Each line of the listing where the string "alpaca" appears is to be identified and copied.

•••••

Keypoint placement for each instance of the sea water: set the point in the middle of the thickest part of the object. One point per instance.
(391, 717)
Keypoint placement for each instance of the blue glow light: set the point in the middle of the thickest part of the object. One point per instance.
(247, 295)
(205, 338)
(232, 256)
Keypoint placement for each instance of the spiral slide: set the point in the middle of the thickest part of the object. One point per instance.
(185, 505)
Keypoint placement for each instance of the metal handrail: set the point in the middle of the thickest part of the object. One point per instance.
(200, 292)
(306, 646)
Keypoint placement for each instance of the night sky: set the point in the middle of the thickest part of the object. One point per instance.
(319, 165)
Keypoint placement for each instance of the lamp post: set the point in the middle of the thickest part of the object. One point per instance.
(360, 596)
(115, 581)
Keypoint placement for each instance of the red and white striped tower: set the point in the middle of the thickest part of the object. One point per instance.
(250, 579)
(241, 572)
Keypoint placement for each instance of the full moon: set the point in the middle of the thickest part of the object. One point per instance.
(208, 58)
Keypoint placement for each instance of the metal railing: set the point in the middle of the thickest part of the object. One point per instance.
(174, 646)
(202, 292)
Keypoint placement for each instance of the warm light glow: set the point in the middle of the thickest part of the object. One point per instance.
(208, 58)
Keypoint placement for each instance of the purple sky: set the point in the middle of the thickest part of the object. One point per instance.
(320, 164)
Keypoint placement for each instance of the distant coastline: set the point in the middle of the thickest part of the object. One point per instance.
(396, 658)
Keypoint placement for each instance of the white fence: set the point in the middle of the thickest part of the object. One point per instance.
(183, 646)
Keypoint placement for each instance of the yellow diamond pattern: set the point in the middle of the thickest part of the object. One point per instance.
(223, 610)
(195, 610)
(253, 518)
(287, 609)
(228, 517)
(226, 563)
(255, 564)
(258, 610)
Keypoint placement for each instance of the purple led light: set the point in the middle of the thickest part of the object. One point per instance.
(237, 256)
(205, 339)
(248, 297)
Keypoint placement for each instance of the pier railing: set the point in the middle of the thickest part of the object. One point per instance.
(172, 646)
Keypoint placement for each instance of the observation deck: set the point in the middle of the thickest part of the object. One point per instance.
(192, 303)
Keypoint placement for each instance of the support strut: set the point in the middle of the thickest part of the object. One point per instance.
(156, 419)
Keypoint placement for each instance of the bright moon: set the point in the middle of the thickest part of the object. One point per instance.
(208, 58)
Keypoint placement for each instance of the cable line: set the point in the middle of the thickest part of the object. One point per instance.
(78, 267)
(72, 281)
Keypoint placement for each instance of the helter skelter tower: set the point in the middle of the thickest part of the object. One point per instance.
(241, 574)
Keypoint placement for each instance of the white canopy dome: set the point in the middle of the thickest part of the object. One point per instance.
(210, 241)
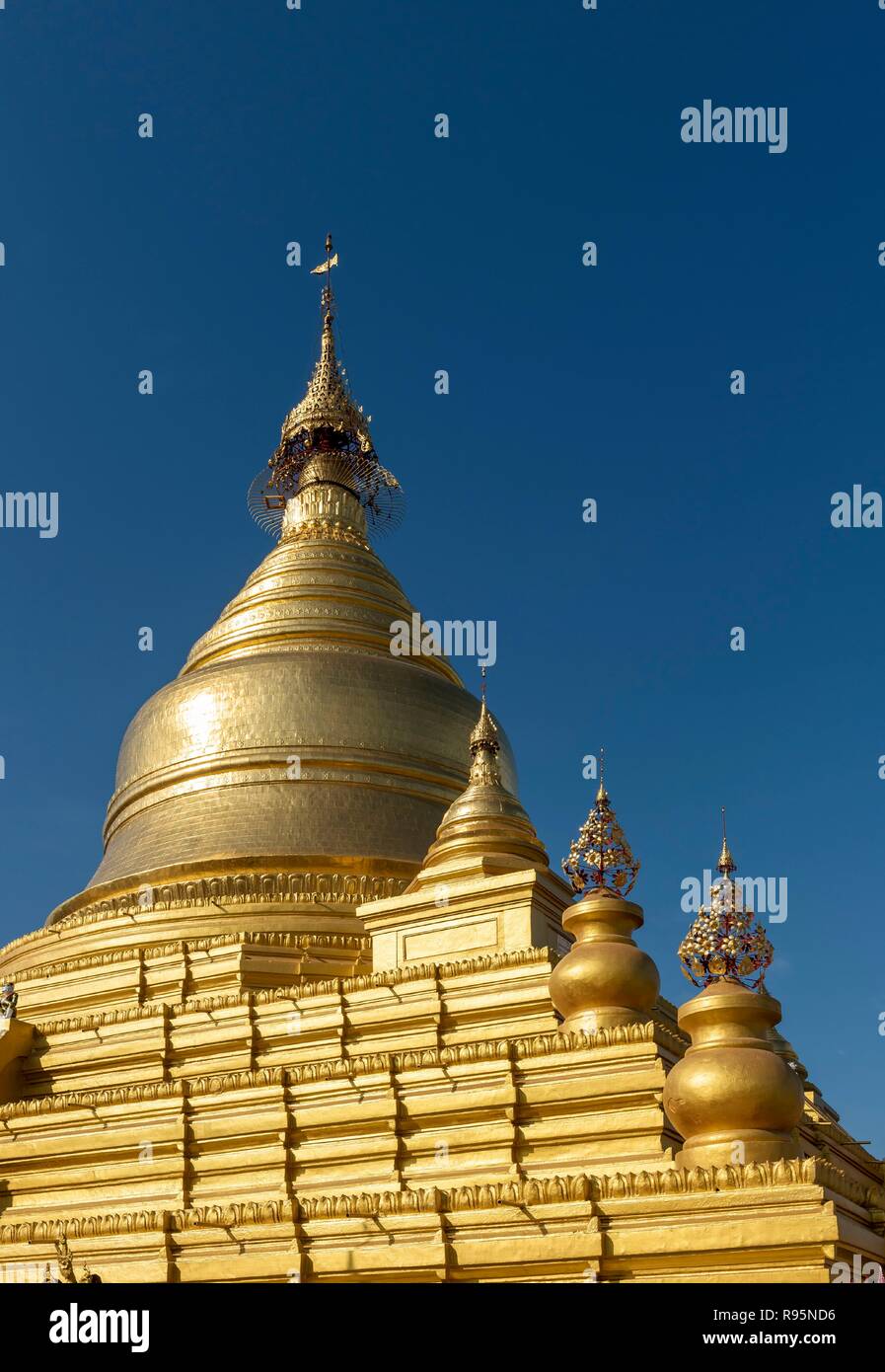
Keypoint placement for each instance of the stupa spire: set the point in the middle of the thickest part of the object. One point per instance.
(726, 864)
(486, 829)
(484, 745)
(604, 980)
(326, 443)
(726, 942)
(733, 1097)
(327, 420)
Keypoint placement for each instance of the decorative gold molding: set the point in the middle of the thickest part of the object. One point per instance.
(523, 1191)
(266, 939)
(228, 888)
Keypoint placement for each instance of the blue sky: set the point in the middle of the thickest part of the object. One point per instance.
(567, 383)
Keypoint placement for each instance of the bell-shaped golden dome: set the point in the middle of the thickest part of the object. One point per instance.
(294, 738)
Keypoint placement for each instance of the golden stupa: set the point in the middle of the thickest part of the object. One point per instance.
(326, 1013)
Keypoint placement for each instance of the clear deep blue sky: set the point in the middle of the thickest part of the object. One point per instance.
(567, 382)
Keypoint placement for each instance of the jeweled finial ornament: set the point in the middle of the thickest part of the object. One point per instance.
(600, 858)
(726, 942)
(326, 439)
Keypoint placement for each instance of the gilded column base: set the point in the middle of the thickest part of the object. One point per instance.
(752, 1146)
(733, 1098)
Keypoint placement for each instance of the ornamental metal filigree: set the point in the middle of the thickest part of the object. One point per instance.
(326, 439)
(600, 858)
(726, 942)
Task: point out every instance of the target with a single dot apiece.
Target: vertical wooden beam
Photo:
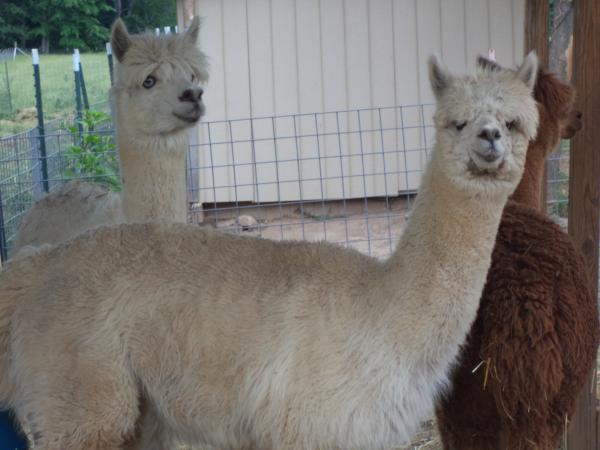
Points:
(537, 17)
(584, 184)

•••••

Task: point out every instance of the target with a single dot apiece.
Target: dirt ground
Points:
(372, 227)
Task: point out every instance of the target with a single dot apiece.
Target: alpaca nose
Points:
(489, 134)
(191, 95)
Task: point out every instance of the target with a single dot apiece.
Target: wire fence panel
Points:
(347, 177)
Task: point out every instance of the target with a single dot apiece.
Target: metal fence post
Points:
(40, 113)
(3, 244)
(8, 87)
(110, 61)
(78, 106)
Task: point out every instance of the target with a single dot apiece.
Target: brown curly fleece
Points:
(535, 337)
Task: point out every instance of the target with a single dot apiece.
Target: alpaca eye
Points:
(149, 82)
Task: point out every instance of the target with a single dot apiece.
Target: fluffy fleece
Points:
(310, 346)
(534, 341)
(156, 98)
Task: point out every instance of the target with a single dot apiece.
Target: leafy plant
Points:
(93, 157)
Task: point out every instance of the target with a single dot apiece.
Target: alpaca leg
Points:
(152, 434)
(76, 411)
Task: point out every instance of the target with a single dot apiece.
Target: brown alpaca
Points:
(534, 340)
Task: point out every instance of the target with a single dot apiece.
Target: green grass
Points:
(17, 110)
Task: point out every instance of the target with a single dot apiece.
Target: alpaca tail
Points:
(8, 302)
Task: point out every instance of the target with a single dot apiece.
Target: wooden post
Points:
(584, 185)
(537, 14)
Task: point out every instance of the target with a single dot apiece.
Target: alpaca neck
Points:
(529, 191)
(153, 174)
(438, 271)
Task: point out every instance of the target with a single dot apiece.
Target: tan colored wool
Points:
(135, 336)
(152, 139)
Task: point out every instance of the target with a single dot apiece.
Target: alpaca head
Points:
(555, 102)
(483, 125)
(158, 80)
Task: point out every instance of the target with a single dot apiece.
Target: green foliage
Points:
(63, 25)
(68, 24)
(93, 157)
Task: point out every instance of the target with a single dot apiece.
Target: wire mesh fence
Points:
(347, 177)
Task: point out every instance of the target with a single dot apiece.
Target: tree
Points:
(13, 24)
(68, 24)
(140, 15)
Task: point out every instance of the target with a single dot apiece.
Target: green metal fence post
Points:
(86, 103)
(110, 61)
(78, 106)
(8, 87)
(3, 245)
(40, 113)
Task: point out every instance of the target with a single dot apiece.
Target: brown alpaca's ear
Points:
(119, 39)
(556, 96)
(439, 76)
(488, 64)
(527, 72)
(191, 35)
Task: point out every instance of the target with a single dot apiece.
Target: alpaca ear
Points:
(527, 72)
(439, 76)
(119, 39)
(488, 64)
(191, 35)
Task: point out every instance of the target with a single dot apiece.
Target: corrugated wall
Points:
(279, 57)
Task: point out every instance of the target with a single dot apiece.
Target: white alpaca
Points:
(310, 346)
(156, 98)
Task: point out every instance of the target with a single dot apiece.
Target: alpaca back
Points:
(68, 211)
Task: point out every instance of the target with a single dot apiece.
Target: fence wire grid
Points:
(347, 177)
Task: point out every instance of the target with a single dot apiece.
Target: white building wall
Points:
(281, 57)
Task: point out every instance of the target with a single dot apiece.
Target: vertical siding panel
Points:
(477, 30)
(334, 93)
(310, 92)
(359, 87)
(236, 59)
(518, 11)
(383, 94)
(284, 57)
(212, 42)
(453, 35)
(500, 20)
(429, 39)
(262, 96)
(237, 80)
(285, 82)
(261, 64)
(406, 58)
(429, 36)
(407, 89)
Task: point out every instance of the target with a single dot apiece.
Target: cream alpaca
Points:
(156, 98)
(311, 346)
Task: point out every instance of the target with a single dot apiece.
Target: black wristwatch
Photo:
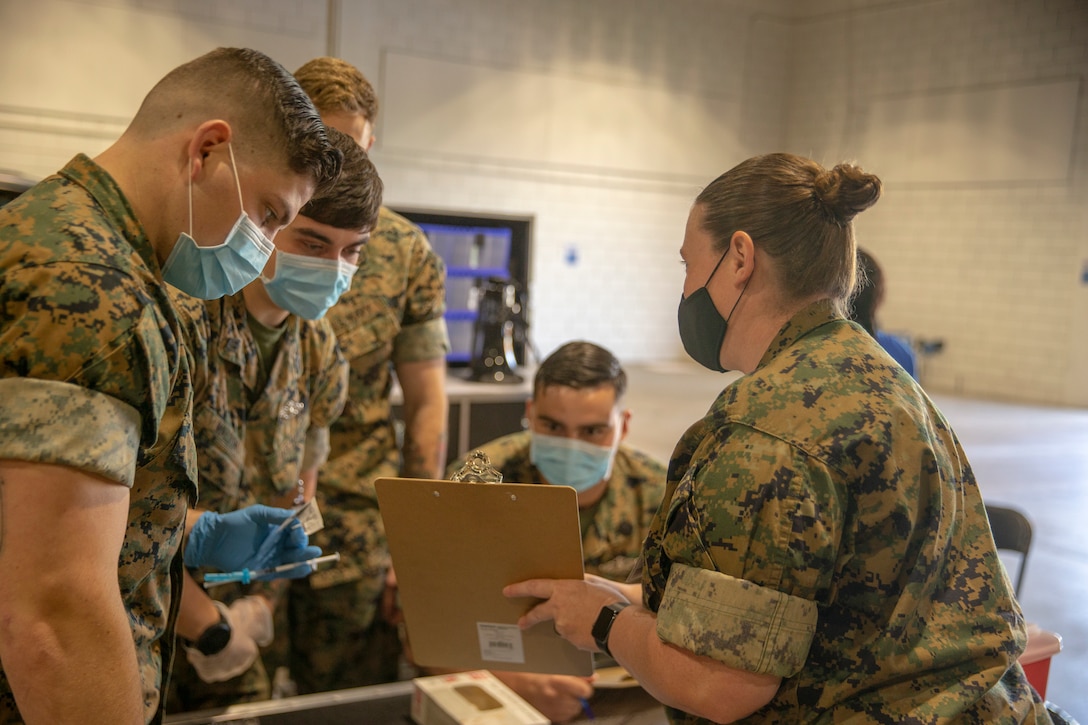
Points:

•••••

[SOLUTION]
Target: alpaca nose
Target: alpaca eye
Target: alpaca leg
Target: brown alpaca
Target: alpaca tail
Target: alpaca neck
Target: alpaca head
Target: brown alpaca's ear
Target: alpaca ear
Target: white alpaca
Target: alpaca back
Target: cream alpaca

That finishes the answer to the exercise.